§ **Set problem**:
Find every line in the records below that contains the word "wall", and copy each of those lines in full.

***** Task input

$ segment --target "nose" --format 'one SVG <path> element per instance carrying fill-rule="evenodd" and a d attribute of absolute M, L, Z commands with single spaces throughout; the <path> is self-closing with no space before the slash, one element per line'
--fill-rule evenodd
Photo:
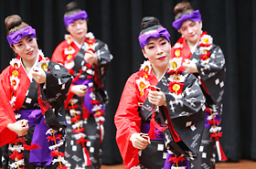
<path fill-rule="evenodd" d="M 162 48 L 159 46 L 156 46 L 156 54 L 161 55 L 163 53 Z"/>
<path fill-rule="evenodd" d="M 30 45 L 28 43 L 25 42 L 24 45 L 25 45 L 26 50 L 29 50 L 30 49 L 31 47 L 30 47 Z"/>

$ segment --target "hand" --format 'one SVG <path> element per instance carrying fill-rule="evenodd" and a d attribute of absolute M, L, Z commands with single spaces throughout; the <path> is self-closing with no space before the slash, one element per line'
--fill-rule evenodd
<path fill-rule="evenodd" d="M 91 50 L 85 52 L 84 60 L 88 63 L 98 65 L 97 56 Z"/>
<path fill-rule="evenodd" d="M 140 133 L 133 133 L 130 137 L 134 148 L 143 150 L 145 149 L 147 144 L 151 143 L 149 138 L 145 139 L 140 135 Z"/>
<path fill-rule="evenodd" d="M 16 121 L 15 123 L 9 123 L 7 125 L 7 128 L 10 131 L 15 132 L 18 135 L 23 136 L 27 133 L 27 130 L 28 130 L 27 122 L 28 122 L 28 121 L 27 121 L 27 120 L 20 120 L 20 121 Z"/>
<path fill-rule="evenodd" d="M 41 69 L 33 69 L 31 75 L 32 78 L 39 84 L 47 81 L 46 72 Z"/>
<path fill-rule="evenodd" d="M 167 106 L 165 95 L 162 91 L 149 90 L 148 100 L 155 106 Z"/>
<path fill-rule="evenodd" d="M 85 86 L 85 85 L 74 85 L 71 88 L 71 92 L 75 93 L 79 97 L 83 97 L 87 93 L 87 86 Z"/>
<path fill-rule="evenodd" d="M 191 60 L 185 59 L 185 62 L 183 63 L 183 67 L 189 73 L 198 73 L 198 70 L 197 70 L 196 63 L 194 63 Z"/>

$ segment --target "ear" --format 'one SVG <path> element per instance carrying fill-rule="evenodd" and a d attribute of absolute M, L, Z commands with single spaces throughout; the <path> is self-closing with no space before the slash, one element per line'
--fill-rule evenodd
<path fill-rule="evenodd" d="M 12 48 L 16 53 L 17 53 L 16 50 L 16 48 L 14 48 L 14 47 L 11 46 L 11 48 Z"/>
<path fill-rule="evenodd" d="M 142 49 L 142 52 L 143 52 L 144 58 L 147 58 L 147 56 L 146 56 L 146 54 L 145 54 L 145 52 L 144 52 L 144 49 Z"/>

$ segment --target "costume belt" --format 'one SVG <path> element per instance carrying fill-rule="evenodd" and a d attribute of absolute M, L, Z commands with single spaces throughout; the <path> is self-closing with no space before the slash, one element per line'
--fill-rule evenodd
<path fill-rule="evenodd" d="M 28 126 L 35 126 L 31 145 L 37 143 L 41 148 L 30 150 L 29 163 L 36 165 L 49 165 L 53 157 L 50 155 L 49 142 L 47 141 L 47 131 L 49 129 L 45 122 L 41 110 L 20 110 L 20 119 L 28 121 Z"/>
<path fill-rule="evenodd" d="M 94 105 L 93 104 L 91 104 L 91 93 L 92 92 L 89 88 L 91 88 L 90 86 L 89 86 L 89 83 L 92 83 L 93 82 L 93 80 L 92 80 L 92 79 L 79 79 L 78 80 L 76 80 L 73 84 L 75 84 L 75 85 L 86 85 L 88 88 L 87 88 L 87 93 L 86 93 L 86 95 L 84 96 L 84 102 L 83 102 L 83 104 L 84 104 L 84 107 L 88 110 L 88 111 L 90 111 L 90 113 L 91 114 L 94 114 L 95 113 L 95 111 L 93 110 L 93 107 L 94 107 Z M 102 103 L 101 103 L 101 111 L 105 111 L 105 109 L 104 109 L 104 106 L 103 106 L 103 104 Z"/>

**********
***** Task input

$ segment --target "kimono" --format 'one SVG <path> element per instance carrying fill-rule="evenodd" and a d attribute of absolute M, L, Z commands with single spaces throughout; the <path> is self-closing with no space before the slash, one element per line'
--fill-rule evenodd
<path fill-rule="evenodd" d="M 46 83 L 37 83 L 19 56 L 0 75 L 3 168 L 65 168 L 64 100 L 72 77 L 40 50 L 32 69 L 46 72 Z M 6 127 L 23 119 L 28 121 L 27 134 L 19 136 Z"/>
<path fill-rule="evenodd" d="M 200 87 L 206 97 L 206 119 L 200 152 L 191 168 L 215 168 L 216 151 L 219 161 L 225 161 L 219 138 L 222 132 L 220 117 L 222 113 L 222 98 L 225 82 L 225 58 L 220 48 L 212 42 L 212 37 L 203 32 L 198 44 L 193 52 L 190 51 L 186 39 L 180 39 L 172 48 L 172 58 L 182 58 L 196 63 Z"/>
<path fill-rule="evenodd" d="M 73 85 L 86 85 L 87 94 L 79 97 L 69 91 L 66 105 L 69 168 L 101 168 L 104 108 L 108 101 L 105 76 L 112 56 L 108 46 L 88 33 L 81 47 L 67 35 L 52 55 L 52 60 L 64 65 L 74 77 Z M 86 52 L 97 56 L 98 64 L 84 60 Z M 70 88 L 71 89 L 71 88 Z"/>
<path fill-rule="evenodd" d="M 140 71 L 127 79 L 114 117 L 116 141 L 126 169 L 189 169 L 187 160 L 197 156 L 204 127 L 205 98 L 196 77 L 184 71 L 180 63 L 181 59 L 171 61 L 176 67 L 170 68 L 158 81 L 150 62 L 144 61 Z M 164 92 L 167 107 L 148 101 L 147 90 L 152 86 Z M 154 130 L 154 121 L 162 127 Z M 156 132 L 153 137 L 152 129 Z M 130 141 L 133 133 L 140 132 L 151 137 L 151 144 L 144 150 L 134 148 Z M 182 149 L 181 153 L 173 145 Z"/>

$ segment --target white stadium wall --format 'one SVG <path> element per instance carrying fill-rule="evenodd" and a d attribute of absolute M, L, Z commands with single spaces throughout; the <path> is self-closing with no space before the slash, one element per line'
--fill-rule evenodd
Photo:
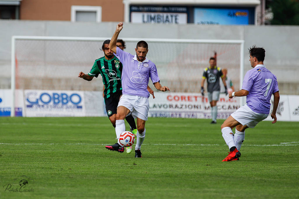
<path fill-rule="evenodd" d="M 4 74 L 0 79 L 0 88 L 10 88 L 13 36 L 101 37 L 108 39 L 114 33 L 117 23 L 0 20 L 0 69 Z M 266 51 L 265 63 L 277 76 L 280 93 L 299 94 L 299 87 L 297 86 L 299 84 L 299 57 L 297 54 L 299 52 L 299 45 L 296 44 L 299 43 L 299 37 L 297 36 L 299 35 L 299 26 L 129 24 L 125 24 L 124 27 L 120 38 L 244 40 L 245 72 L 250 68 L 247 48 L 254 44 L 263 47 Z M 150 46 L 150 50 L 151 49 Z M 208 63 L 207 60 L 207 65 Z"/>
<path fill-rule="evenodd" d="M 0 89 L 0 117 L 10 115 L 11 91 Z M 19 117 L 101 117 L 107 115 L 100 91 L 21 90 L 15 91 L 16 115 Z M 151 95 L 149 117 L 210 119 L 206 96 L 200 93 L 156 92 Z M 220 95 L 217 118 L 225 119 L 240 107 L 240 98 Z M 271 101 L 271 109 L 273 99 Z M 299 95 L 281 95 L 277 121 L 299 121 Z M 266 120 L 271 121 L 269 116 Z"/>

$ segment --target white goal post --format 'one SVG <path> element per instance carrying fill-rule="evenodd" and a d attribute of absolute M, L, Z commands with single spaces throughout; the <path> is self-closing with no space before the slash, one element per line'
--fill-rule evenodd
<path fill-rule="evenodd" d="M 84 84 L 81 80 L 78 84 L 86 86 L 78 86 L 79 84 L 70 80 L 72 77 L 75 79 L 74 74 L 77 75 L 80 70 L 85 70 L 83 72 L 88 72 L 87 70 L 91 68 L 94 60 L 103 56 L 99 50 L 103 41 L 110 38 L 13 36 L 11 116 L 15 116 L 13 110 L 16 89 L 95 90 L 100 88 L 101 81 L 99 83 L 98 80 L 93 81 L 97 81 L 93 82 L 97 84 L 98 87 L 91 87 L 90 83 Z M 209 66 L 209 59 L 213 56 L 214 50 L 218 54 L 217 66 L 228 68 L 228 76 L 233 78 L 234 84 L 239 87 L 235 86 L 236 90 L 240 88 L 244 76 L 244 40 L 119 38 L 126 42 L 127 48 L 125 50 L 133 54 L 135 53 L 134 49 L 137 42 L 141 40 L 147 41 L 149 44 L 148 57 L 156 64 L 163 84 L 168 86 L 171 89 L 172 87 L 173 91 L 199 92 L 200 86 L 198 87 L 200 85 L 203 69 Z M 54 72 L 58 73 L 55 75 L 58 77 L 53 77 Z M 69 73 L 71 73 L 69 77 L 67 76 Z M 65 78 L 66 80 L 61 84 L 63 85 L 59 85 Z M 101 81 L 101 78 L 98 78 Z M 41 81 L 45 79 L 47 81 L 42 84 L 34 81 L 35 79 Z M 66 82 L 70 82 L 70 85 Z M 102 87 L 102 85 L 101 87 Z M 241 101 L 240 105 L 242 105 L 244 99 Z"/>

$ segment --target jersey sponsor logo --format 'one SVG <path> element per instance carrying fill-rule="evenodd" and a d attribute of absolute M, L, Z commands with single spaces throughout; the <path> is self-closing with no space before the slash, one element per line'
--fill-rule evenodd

**********
***** Task input

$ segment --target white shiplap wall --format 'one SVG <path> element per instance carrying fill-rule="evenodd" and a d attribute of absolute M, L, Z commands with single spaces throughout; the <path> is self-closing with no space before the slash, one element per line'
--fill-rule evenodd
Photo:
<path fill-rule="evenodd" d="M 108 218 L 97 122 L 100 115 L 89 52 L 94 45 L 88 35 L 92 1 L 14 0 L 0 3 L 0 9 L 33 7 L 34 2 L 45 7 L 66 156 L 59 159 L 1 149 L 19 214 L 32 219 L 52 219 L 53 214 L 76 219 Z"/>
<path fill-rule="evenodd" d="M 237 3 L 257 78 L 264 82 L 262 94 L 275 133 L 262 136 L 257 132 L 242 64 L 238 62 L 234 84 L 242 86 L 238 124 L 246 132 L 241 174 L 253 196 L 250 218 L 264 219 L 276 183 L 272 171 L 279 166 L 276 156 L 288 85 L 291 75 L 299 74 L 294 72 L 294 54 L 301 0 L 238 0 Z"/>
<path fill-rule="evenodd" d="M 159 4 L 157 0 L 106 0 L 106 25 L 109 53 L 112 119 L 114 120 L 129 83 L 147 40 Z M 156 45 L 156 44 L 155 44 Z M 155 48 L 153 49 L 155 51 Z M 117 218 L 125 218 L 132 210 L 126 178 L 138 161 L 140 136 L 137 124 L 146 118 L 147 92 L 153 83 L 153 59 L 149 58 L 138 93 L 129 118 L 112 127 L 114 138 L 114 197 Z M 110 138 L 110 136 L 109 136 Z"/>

**********

§ **Response to the exercise**:
$ segment --target white stadium wall --format 'one SVG <path> element per instance carrying fill-rule="evenodd" and a d attribute of absolute M, L, Z commands with single spaces throughout; the <path> is self-closing with no space before the slash, one element per line'
$ segment --target white shiplap wall --format 'one SVG <path> element per instance carrying fill-rule="evenodd" and a d attribute of absolute M, L, Z commands with single spaces throughout; the <path> is self-closing with no space before the slash, one element per line'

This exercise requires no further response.